━━━ STUDY MATERIAL

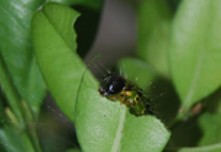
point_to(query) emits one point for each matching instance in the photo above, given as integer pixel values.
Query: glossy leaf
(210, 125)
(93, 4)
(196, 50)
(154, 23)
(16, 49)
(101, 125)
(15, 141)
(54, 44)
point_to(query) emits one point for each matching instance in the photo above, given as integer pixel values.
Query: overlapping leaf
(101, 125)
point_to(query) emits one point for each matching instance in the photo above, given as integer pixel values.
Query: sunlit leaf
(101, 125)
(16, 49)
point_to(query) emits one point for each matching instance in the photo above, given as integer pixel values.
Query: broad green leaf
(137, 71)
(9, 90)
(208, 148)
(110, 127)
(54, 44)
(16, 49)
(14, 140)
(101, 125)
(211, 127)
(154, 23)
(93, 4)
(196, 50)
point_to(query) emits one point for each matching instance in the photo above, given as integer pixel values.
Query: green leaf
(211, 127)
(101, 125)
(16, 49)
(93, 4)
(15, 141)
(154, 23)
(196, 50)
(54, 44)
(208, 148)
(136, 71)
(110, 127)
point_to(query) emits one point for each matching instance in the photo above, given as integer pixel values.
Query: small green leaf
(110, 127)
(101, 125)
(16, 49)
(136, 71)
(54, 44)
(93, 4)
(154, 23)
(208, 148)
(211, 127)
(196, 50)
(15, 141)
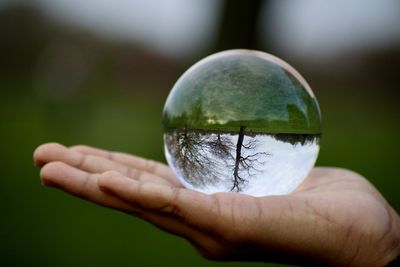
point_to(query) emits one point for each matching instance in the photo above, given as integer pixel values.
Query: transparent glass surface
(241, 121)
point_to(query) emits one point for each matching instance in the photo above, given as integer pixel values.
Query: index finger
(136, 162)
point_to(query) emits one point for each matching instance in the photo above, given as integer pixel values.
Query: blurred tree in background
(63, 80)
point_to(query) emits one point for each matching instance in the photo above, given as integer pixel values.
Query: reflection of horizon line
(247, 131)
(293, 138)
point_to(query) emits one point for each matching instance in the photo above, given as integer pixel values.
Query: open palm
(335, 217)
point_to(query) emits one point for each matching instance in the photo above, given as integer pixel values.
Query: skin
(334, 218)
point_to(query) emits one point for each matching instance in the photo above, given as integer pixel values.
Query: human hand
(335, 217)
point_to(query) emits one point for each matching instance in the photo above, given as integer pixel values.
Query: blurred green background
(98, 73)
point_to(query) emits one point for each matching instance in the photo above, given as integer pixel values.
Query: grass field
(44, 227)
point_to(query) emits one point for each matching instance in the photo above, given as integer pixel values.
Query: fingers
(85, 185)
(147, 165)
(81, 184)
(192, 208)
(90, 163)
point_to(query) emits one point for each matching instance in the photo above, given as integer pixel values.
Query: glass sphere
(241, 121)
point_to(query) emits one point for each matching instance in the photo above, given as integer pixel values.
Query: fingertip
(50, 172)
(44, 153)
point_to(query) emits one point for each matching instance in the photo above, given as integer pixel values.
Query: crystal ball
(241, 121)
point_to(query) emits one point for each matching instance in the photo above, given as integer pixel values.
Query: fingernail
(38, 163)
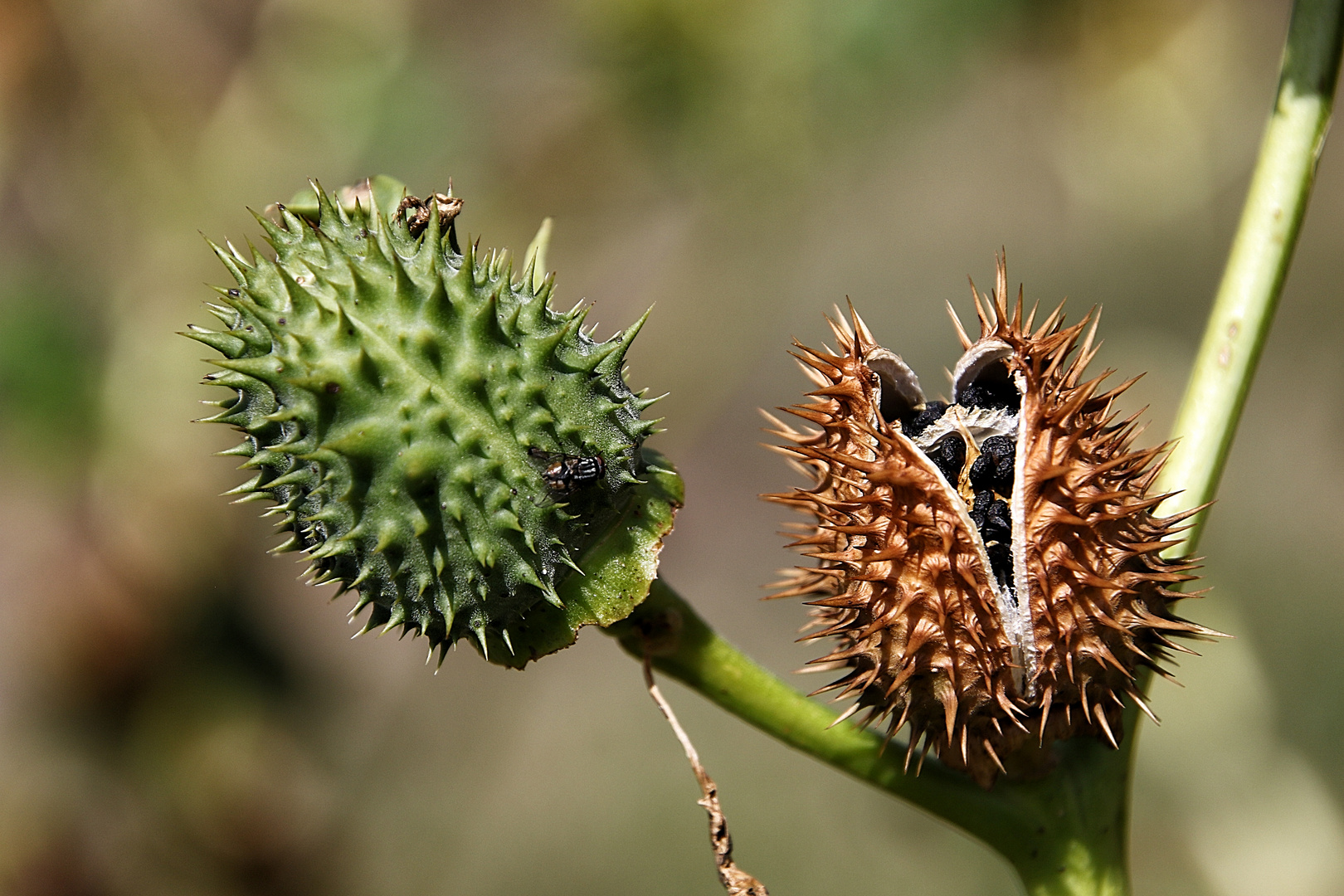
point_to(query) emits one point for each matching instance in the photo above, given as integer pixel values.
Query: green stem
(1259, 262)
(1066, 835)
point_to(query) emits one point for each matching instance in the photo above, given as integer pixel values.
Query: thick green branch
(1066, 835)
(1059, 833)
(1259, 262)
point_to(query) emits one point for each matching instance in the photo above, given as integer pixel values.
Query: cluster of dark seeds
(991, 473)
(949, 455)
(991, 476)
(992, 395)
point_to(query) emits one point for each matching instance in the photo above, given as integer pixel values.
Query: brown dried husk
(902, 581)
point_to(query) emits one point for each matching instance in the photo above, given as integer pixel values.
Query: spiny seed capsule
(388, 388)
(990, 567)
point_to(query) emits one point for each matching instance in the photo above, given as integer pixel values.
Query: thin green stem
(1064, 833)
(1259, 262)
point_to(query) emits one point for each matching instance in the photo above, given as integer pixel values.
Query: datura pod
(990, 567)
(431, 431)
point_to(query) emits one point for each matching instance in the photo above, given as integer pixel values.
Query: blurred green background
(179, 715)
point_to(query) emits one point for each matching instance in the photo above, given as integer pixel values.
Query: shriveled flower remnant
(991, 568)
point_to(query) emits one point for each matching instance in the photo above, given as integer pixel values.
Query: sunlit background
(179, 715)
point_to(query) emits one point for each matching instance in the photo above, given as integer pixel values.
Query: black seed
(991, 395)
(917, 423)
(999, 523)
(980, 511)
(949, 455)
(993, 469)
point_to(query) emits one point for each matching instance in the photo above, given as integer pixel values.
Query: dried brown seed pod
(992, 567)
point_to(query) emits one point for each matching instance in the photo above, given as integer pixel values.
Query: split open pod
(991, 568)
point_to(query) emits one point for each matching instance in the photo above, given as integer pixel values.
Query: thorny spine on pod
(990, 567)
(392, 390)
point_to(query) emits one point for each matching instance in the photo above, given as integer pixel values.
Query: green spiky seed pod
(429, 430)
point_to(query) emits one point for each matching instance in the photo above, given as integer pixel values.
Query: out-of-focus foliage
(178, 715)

━━━━━━
━━━ STUDY MATERIAL

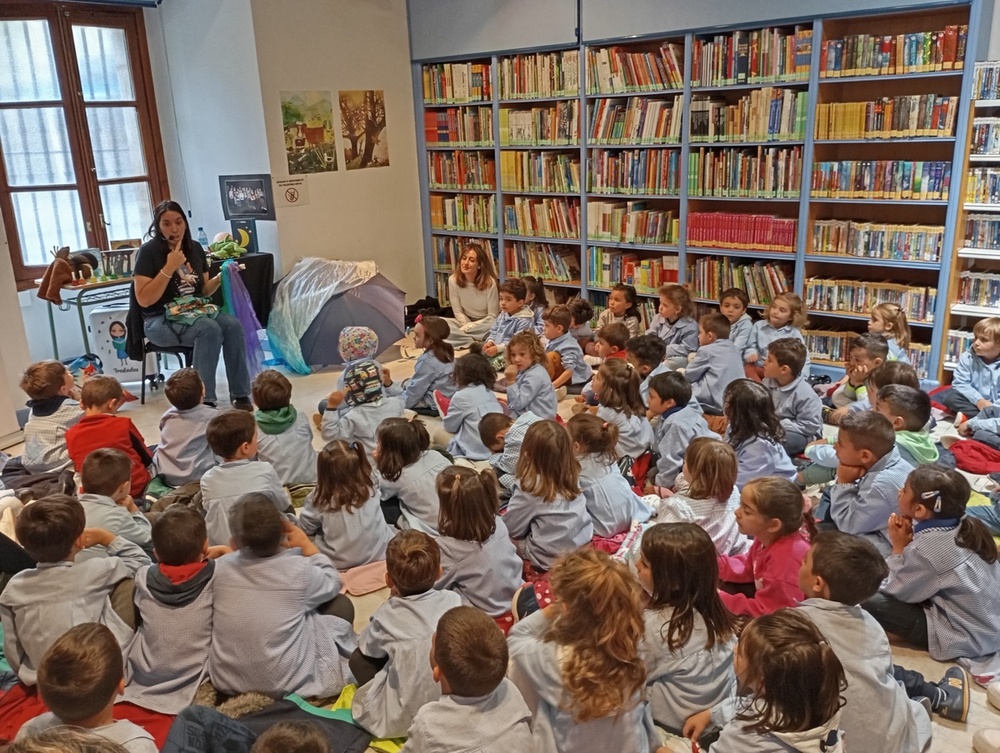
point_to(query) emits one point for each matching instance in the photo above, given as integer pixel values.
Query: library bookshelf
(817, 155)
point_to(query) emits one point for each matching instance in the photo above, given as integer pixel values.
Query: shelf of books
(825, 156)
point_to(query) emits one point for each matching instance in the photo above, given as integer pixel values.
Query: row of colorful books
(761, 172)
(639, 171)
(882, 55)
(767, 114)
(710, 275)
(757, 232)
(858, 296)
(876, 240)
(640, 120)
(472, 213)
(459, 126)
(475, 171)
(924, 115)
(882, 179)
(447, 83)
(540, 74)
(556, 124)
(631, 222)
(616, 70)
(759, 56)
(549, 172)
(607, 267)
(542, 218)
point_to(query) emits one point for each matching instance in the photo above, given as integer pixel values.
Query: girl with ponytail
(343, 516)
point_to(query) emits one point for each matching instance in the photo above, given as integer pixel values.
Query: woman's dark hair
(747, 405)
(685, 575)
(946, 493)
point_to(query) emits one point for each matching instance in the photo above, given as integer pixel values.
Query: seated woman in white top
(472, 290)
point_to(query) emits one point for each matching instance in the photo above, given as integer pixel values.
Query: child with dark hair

━━━━━━

REQUIRED WORK
Retype the entries above exactly, but only from the line containing "Query: seated woman in white top" through the line containing "Query: child with dark hair", both included.

OUTPUT FOR THIS TASK
Query: seated woman in white top
(472, 290)
point_to(query) emits one point for each matching instance in the photo above, given as integer pixel values.
Query: child with dark hair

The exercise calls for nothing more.